:: Extracted records

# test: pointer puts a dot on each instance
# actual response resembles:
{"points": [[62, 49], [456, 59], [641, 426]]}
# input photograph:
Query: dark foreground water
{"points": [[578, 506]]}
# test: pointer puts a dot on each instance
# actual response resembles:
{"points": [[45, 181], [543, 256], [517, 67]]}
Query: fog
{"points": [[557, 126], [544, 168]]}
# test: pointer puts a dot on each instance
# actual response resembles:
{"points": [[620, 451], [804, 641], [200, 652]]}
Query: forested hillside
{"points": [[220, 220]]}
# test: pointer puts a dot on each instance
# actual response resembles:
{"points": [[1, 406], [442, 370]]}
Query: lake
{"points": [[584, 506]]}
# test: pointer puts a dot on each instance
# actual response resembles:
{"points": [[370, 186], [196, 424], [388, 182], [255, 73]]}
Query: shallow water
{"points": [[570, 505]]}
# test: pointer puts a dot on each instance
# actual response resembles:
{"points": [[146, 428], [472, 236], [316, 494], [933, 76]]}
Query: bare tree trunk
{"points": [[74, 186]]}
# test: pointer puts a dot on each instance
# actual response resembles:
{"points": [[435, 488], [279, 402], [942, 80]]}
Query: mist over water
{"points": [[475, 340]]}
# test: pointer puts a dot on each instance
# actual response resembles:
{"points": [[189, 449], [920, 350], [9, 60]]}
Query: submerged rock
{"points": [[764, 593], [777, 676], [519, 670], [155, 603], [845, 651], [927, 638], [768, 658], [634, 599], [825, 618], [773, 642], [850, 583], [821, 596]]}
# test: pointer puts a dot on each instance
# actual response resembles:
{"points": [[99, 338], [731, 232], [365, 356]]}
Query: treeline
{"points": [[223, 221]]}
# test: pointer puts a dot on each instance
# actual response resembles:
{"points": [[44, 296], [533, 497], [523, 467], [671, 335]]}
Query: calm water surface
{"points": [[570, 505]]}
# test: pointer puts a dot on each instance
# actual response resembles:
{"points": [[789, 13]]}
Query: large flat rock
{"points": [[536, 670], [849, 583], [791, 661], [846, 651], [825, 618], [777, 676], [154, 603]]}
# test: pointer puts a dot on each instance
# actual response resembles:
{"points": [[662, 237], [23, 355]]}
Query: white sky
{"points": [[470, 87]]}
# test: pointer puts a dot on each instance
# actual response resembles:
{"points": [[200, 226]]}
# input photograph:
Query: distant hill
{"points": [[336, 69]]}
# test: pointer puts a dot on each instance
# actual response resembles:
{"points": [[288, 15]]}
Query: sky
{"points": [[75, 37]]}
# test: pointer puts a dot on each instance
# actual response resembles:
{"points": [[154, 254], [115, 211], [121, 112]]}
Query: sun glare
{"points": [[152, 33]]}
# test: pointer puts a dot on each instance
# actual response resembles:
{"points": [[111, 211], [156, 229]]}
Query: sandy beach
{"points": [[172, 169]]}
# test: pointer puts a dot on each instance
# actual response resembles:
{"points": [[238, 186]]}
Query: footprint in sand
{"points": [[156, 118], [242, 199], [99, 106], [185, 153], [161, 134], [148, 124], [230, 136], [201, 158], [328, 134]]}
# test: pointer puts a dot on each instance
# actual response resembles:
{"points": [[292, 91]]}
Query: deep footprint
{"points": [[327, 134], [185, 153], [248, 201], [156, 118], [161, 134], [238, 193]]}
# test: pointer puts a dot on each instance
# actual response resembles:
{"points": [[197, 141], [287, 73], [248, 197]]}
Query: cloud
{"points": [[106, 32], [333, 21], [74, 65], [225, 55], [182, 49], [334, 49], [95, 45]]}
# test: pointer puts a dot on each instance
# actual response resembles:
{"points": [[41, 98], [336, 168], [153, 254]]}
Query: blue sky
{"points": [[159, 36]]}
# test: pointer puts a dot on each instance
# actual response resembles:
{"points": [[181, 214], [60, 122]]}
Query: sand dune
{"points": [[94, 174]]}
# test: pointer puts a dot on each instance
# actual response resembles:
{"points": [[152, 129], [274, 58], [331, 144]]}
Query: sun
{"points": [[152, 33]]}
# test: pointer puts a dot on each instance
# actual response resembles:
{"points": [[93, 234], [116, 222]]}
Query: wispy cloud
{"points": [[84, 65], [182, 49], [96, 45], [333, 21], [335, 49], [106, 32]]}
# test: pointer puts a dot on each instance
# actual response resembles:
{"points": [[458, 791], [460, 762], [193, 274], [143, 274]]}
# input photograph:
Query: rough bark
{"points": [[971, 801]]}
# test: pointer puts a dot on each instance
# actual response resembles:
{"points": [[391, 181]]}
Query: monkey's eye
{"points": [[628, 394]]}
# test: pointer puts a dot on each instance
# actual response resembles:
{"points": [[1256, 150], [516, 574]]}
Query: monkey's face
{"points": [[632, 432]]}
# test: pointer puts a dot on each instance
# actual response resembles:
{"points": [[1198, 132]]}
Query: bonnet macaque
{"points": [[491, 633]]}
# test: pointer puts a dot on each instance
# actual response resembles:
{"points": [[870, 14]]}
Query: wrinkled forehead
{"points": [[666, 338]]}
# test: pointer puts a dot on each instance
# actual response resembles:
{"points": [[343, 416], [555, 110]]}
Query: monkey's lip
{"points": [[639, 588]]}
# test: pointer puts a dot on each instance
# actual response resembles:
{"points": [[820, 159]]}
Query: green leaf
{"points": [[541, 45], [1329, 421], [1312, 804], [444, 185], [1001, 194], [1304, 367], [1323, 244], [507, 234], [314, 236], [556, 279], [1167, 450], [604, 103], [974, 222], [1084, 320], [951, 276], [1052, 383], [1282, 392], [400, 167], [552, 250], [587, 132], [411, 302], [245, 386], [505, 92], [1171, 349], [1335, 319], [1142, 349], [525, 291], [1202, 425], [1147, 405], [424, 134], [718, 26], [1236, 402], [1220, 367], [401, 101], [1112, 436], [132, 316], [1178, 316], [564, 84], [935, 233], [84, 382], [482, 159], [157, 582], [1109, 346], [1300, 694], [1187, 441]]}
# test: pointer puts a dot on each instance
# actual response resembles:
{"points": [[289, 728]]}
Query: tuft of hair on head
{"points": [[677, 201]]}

::::

■ Work instruction: The answer must be the full listing, written out word for word.

■ Response below:
# test: pointer puts a dot on each instance
# actual response resembles:
{"points": [[62, 49], [456, 59], [641, 426]]}
# input photograph:
Query: dark foreground water
{"points": [[578, 506]]}
# test: pointer puts a dot on each instance
# actual response resembles:
{"points": [[45, 181], [543, 256], [517, 67]]}
Query: fog
{"points": [[557, 126], [544, 168]]}
# test: pointer puts a dot on each instance
# actual response resembles:
{"points": [[620, 451], [804, 641], [200, 652]]}
Query: forested hillside
{"points": [[220, 220]]}
# test: pointer puts a dot on each instance
# actual response resembles:
{"points": [[1, 406], [442, 370]]}
Query: lake
{"points": [[584, 506]]}
# test: pointer puts a dot on each instance
# actual response resembles:
{"points": [[370, 186], [196, 424], [388, 182], [255, 73]]}
Query: shallow water
{"points": [[570, 505]]}
# test: pointer puts a dot on each instance
# actual response resembles:
{"points": [[146, 428], [472, 236], [316, 494], [933, 76]]}
Query: bare tree trunk
{"points": [[74, 186]]}
# test: pointer puts a dot on each instance
# actual response resembles:
{"points": [[435, 488], [279, 402], [942, 80]]}
Query: mist over water
{"points": [[475, 340]]}
# test: pointer puts a dot on each instance
# actual response resembles:
{"points": [[189, 449], [920, 350], [9, 60]]}
Query: submerged rock
{"points": [[764, 593], [777, 676], [519, 670], [155, 603], [845, 651], [927, 638], [768, 658], [634, 599], [825, 618], [773, 642], [850, 583], [821, 596]]}
# test: pointer puts a dot on each instance
# actual response resembles:
{"points": [[99, 338], [731, 232], [365, 356]]}
Query: treeline
{"points": [[223, 221]]}
# test: pointer puts a dot on each instance
# actual response resembles:
{"points": [[44, 296], [533, 497], [523, 467], [671, 335]]}
Query: calm water surface
{"points": [[570, 505]]}
# test: pointer puts a dot on each instance
# actual response resembles:
{"points": [[789, 13]]}
Query: large flat rock
{"points": [[536, 670], [849, 583], [791, 661], [846, 651], [825, 618], [777, 676], [154, 603]]}
# test: pointer puts a dot on each instance
# actual response resembles:
{"points": [[662, 237], [23, 355]]}
Query: white sky
{"points": [[470, 87]]}
# test: pointer puts a dot on each instance
# actual response resembles:
{"points": [[200, 226]]}
# input photograph:
Query: distant hill
{"points": [[336, 69]]}
# test: pointer puts a dot on each instance
# actual response resembles:
{"points": [[288, 15]]}
Query: sky
{"points": [[75, 37]]}
# test: pointer puts a dot on each instance
# actual response resembles:
{"points": [[154, 254], [115, 211], [121, 112]]}
Query: sun glare
{"points": [[152, 33]]}
# test: pointer puts a dot on each instance
# actual response resembles:
{"points": [[111, 211], [156, 229]]}
Query: sandy beach
{"points": [[172, 169]]}
# test: pointer puts a dot on each instance
# actual response resembles:
{"points": [[238, 186]]}
Query: footprint in sand
{"points": [[156, 118], [242, 199], [99, 106], [185, 153], [161, 134], [148, 124], [230, 136], [201, 158], [328, 134]]}
# test: pointer puts a dot on each instance
# actual response resembles:
{"points": [[292, 91]]}
Query: deep footprint
{"points": [[327, 134], [185, 153], [248, 201], [156, 118], [161, 134], [238, 193]]}
# test: pointer puts a dot on each instance
# actual response resembles:
{"points": [[197, 141], [287, 73], [248, 197]]}
Query: cloud
{"points": [[106, 32], [333, 21], [74, 65], [225, 55], [182, 49], [334, 49], [95, 45]]}
# test: pointer puts a dot on each instance
# actual response resembles:
{"points": [[41, 98], [336, 168], [153, 254]]}
Query: blue sky
{"points": [[159, 36]]}
# test: pointer puts a dot on each instance
# actual response resembles:
{"points": [[181, 214], [60, 122]]}
Query: sand dune
{"points": [[94, 174]]}
# test: pointer puts a dot on each instance
# actual response resembles:
{"points": [[152, 129], [274, 58], [331, 144]]}
Query: sun
{"points": [[152, 33]]}
# test: pointer puts a dot on each instance
# actual response resembles:
{"points": [[93, 234], [116, 222]]}
Query: wispy cloud
{"points": [[84, 65], [182, 49], [96, 45], [333, 21], [335, 49], [106, 32]]}
# test: pointer puts a dot on each instance
# actual response resembles:
{"points": [[458, 791], [460, 762], [193, 274], [143, 274]]}
# input photograph:
Query: rough bark
{"points": [[971, 801]]}
# test: pointer puts a dot on each instance
# actual response resembles:
{"points": [[391, 181]]}
Query: monkey's eye
{"points": [[628, 394]]}
# test: pointer puts a dot on each instance
# actual response resembles:
{"points": [[1256, 150], [516, 574]]}
Query: monkey's face
{"points": [[632, 432]]}
# test: pointer puts a dot on each instance
# actual response resembles:
{"points": [[1198, 132]]}
Query: bonnet macaque
{"points": [[491, 633]]}
# test: pointer puts a dot on each instance
# actual response resembles:
{"points": [[870, 14]]}
Query: wrinkled forehead
{"points": [[666, 338]]}
# test: pointer puts a dot on each instance
# actual response resembles:
{"points": [[343, 416], [555, 110]]}
Query: monkey's lip
{"points": [[639, 588]]}
# test: pointer puts a dot on each instance
# actual response resembles:
{"points": [[820, 159]]}
Query: green leaf
{"points": [[541, 45], [1329, 421], [1312, 804], [444, 185], [1001, 194], [1304, 367], [1323, 244], [507, 234], [314, 236], [556, 279], [1167, 450], [604, 103], [974, 222], [1084, 320], [951, 276], [1052, 383], [1282, 392], [400, 167], [552, 250], [587, 132], [411, 302], [245, 386], [505, 92], [1171, 349], [1335, 319], [1142, 349], [525, 291], [1202, 425], [1147, 405], [424, 134], [718, 26], [1236, 402], [1220, 367], [401, 101], [1112, 436], [132, 316], [1178, 316], [564, 84], [935, 233], [84, 382], [482, 159], [157, 582], [1109, 346], [1300, 694], [1187, 441]]}
# test: pointer puts a dot on each instance
# actual response resembles:
{"points": [[289, 728]]}
Query: tuft of hair on head
{"points": [[677, 201]]}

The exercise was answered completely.